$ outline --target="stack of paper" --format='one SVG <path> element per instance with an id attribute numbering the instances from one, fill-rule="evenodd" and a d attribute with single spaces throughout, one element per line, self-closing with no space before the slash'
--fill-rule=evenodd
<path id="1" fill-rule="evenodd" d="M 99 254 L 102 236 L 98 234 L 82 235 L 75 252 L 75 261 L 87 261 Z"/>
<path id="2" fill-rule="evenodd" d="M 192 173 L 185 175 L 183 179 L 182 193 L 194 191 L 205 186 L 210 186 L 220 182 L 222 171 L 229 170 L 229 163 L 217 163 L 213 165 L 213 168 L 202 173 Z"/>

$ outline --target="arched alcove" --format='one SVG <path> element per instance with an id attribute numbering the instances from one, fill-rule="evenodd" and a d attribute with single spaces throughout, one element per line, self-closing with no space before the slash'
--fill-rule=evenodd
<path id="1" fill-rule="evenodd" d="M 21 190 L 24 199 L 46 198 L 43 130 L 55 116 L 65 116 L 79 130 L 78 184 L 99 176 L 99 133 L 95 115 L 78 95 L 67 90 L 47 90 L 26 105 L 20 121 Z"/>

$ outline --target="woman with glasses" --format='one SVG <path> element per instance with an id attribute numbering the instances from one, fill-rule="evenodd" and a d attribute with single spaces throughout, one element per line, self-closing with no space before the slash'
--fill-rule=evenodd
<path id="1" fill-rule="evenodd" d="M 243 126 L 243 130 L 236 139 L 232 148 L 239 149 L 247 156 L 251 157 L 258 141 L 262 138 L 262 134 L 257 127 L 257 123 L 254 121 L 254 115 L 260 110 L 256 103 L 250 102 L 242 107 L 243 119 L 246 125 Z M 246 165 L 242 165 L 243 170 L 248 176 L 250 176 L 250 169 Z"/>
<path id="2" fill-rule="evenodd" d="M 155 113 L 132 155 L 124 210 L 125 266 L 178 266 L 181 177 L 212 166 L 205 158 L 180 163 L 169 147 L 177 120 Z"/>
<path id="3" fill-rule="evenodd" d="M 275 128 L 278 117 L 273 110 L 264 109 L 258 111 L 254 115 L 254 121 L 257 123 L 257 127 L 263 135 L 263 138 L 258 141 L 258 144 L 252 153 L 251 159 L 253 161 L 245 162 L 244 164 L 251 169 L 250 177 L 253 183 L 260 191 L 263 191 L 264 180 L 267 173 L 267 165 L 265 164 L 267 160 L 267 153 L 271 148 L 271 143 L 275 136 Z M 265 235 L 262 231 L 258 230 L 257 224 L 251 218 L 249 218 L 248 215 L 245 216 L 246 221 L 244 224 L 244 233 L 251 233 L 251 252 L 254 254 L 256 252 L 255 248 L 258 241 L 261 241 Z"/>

__Required action__
Your job is to write out the data exactly as it stands.

__Output for this exercise__
$ outline --target="stack of paper" --format='one SVG <path> element per instance with an id attribute numbering the instances from one, fill-rule="evenodd" and a d attribute with single spaces throughout, one element per line, self-closing with no space before the slash'
--fill-rule=evenodd
<path id="1" fill-rule="evenodd" d="M 99 254 L 102 236 L 98 234 L 82 235 L 75 252 L 75 261 L 87 261 Z"/>
<path id="2" fill-rule="evenodd" d="M 192 173 L 185 175 L 183 179 L 182 193 L 194 191 L 205 186 L 210 186 L 220 182 L 222 171 L 229 170 L 229 163 L 217 163 L 213 165 L 213 168 L 202 173 Z"/>

$ outline --target="arched alcove" --format='one SVG <path> element per instance with an id attribute numbering the instances from one, fill-rule="evenodd" and a d attribute with single spaces throughout, one element per line, self-closing with no space before the slash'
--fill-rule=evenodd
<path id="1" fill-rule="evenodd" d="M 21 190 L 24 199 L 46 198 L 43 130 L 55 116 L 65 116 L 79 130 L 78 184 L 99 176 L 99 133 L 95 115 L 78 95 L 67 90 L 47 90 L 26 105 L 20 121 Z"/>

$ outline --target="woman with glasses" --format='one SVG <path> element per instance with an id attribute numbering the instances from one, fill-rule="evenodd" and a d attribute with single spaces throughout, one element per line, self-closing with no space before the slash'
--fill-rule=evenodd
<path id="1" fill-rule="evenodd" d="M 243 126 L 243 130 L 236 139 L 232 148 L 239 149 L 247 156 L 251 157 L 258 141 L 262 138 L 262 134 L 257 127 L 257 123 L 254 121 L 254 115 L 260 110 L 256 103 L 250 102 L 242 107 L 243 119 L 246 125 Z M 246 165 L 242 165 L 243 170 L 248 176 L 250 176 L 250 169 Z"/>
<path id="2" fill-rule="evenodd" d="M 155 113 L 132 155 L 124 210 L 125 266 L 178 266 L 181 177 L 212 166 L 205 158 L 180 163 L 169 147 L 177 120 Z"/>
<path id="3" fill-rule="evenodd" d="M 275 128 L 278 117 L 273 110 L 264 109 L 258 111 L 254 115 L 254 121 L 257 123 L 257 127 L 263 135 L 263 138 L 258 141 L 258 144 L 252 153 L 251 159 L 253 161 L 245 162 L 244 164 L 251 169 L 250 177 L 253 183 L 260 191 L 263 191 L 264 180 L 267 173 L 267 165 L 265 164 L 267 160 L 267 153 L 271 148 L 271 143 L 275 136 Z M 265 235 L 262 231 L 258 230 L 257 224 L 251 218 L 249 218 L 248 215 L 245 216 L 246 221 L 244 224 L 244 233 L 251 233 L 251 252 L 254 254 L 256 252 L 255 248 L 258 241 L 261 241 Z"/>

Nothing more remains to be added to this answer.